Görevler:
A) Yapay zekâ ve din programı metnine göre program ne kadar sürdü?
B) Yapay zekâ ve din programı metninde "Aslan Gülcü: Yapay" sözcüklerini içeren yerle açılıp "etraflıca tanımlamamız gerekiyor." ile kapanan bölümü hiçbir değişiklik yapmadan yazın.
C) Yapay zekâ ve din programı metnini, gösterilen son cümleden sonra gelecek bölümü yazarak sürdürün.

Diyanet TV’de canlı olarak yayınlanan Farklı Bakış programının 189. bölümünde ‘Yapay Zekâ ve Din’ konusu masaya yatırıldı.
Sami Bayrakcı’nın sunduğu programda, Prof. Dr. aslan gülcü ile Prof. Dr. adnan bülent baloğlu yer aldı.
Bir buçuk saat süren program boyunca, yapay zekâ ile din arasındaki ilişki ayrıntılı olarak ele alındı.
Gülcü: “İslam dünyasında ‘yapay zekâ’ çok erken dönemden itibaren ele alınmıştır”
Sami Bayrakcı: Yapay zekâ deyince ilk bakışta aklımıza robotlar geliyor. Bir bakıma robotlarla özdeşleşen bir kavram gibi karşımızda duruyor. Yapay zekâ sadece robotlarla ilgili bir kavram mıdır? Yapay zekânın boyutlarını ve sınırlarını bizim için tanımlar mısınız?
Aslan Gülcü: Yapay zekâ, günümüzün en popüler konularından bir tanesi. İslam dünyası olarak çok erken konuşmaya başladığımız bir konu ve bu anlamda takdire şayan bir durumla karşı karşıyayız. Yapay zekâ için efradını câmî ağyârını mânî bir tanım yapmak zor. Sizin sorunuzda ifade ettiğiniz gibi zaman zaman robotlardan ibaret bir konuymuş gibi algılanabiliyor. Peki, sadece robotlarla mı sınırlı? Bilgisayar işin neresinde? Programlama neresinde? Yazılım neresinde? Uzman sistemlerden bahsediliyor. Derin öğrenmeden bahsediliyor. Dolayısıyla bütün bu kavramları yerli yerine oturtarak yapay zekâyı ciddi bir şekilde etraflıca tanımlamamız gerekiyor.

Kayıtlı Bilgiler:

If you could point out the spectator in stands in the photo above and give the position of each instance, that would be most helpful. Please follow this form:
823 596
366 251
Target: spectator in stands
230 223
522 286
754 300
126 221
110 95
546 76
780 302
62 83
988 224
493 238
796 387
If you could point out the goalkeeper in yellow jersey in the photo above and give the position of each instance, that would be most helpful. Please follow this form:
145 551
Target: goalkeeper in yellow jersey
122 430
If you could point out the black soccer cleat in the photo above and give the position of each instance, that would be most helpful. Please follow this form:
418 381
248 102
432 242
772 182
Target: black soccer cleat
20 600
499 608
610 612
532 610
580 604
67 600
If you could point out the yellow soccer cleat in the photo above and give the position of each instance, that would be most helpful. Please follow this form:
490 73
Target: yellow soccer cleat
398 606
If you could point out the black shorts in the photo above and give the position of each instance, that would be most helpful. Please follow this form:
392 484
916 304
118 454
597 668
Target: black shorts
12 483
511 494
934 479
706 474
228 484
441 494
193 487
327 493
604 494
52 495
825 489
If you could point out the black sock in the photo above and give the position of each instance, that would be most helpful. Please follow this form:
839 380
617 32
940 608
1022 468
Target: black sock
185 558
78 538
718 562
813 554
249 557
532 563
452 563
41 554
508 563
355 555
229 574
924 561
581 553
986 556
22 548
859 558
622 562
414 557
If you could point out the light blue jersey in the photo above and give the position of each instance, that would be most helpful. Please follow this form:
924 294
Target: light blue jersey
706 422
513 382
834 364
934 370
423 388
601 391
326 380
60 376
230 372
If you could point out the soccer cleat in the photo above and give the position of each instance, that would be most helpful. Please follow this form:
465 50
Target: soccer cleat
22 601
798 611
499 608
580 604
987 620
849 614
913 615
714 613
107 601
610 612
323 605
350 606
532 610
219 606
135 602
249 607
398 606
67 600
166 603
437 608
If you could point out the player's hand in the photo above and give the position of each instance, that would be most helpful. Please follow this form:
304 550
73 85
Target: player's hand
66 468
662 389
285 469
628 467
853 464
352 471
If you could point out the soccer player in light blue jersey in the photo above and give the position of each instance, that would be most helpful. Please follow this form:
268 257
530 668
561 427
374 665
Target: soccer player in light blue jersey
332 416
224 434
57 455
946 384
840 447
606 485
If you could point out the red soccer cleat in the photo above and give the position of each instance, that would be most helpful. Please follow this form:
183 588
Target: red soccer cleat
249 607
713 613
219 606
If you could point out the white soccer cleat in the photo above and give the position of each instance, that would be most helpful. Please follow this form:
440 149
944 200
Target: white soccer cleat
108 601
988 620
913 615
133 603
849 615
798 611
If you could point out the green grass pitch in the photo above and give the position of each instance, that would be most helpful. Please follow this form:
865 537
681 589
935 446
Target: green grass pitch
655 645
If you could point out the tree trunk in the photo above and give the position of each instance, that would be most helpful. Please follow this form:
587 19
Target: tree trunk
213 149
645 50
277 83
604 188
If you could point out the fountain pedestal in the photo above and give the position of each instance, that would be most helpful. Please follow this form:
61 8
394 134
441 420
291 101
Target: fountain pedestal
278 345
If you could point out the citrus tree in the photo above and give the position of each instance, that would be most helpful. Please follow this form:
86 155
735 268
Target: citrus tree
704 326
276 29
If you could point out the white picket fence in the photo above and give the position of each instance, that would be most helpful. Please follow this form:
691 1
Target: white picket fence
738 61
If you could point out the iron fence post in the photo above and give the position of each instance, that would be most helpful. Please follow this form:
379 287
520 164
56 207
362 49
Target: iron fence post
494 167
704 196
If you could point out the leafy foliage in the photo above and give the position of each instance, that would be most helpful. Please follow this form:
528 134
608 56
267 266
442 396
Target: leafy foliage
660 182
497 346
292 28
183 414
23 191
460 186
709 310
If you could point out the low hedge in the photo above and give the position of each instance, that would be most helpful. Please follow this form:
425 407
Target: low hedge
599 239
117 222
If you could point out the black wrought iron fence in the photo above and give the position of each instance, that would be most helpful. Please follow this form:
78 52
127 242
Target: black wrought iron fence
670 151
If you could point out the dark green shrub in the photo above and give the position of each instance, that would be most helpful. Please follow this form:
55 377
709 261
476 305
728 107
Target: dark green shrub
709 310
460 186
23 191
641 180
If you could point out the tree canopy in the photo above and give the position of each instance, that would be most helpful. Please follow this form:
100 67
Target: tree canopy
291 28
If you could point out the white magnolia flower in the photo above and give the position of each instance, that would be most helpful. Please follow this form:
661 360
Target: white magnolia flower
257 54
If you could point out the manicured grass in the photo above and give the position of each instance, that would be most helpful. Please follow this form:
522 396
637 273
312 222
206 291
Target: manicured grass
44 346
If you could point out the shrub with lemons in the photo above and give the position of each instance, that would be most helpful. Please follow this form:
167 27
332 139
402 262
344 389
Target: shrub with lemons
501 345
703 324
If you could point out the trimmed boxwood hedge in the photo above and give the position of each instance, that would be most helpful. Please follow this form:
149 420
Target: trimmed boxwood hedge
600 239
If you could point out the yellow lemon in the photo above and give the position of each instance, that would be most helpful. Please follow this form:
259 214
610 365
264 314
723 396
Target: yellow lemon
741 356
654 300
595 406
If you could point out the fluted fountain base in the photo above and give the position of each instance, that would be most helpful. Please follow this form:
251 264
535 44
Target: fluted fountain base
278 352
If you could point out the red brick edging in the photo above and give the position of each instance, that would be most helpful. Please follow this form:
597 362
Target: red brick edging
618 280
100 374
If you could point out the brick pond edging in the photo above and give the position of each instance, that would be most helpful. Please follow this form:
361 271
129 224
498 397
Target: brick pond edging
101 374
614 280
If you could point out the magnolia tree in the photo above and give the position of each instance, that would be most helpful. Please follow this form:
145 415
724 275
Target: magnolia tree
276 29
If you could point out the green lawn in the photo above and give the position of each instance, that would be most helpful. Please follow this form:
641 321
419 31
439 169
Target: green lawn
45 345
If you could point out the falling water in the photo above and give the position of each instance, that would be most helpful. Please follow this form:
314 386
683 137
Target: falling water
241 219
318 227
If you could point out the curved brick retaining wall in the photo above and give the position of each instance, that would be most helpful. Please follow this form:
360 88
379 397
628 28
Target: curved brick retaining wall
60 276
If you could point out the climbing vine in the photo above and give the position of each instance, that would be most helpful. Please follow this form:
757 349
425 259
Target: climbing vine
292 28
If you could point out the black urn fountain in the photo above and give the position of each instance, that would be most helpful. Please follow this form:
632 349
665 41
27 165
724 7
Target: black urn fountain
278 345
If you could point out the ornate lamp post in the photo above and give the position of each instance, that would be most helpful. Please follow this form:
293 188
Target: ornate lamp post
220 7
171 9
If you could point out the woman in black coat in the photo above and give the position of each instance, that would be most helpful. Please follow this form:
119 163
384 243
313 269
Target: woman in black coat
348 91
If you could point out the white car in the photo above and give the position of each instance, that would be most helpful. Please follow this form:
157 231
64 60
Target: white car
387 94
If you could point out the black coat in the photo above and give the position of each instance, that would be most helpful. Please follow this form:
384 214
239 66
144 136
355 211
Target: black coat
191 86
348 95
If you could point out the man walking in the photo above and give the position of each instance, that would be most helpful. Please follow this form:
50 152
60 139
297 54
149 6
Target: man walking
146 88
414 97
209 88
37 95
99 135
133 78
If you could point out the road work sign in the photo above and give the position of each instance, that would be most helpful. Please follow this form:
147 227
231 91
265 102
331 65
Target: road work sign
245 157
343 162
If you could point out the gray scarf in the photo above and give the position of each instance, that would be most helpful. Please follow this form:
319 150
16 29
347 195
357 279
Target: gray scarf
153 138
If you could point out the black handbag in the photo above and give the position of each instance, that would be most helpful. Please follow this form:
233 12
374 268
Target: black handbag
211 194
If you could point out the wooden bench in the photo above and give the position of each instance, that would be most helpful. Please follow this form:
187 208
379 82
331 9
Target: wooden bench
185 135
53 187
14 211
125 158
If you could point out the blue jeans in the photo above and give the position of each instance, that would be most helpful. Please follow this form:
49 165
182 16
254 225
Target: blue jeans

Alıştırma Sonuçları:
A) Program bir buçuk saat sürdü.

B)
Aslan Gülcü: Yapay zekâ, günümüzün en popüler konularından bir tanesi. İslam dünyası olarak çok erken konuşmaya başladığımız bir konu ve bu anlamda takdire şayan bir durumla karşı karşıyayız. Yapay zekâ için efradını câmî ağyârını mânî bir tanım yapmak zor. Sizin sorunuzda ifade ettiğiniz gibi zaman zaman robotlardan ibaret bir konuymuş gibi algılanabiliyor. Peki, sadece robotlarla mı sınırlı? Bilgisayar işin neresinde? Programlama neresinde? Yazılım neresinde? Uzman sistemlerden bahsediliyor. Derin öğrenmeden bahsediliyor. Dolayısıyla bütün bu kavramları yerli yerine oturtarak yapay zekâyı ciddi bir şekilde etraflıca tanımlamamız gerekiyor.

C)
Gülcü: “Yapay zekâyı tanımlamak ve kullanım alanlarını netleştirmek çok zor”
Yapay zekâ; bildiğimiz, şu ana kadar öğrendiğimiz, bilgisayarlarla ve teknolojilerle bire bir özdeşleşen, onlara benzeyen, onlar gibi bir şey değil. Yeni, farklı bir şeyden bahsediyoruz. O kadar farklı ki, anlaşılması da, kullanım alanlarının netleştirilmesi de çok zor. Belki bir benzetme ile anlatmak anlamayı biraz daha kolaylaştırabilir.
Az önce de vurguladığımız gibi öncelikle bir robot değil ama robot da olabilir. Tam olarak bir yazılım değil ama yazılım da olabilir. Bir site değil ama bir site olması da mümkün. Hem siber tarafı hem mekanik tarafı olan bir sibernetik aygıt mı? O da değil ve o da olabilir. Peki, hem o değil hem o olabilir dediğimiz şey; tüm bunları dikkate alınca, insan zekâsına benzetemez miyiz? Bence benzetebiliriz.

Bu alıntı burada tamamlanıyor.